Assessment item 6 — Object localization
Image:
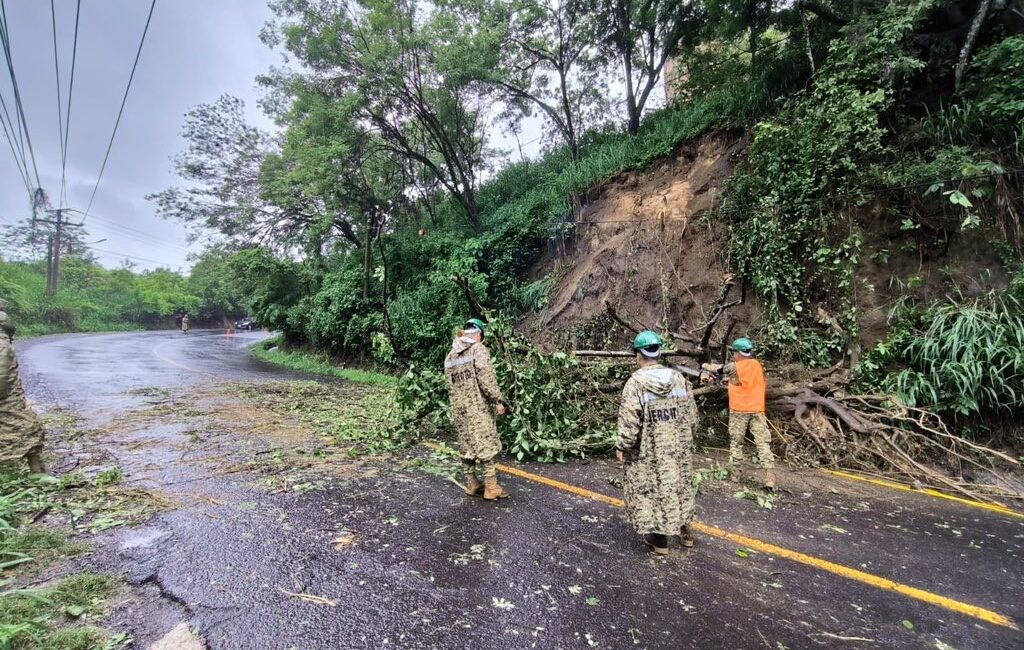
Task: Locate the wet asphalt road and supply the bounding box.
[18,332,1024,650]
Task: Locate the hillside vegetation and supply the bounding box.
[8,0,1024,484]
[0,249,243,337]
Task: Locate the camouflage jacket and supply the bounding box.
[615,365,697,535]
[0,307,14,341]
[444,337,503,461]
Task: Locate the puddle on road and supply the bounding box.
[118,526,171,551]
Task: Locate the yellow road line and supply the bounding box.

=====

▶ [Aim]:
Reproduce the records above, replacing "bounding box" with "enclosing rectangle" wherever it occurs and leaving everything else unchanged. Omit the pictures from your answer.

▶ [Result for this exercise]:
Assessment item 6 — Object localization
Image:
Task: Locate the wet asphalt road and supply the enclosing rectangle.
[18,332,1024,650]
Task: Locate the hillside vegetation and supply the enclosing rectangle.
[8,0,1024,484]
[0,249,243,337]
Task: Locate the camouflage jacket and supply the enclosing rectangle.
[615,365,697,535]
[0,307,14,341]
[444,337,503,461]
Task: Locate the puddle on road and supply the enclosing rectangle.
[118,526,171,551]
Task: Locate the yellow road line and supply the enclosing rectangle.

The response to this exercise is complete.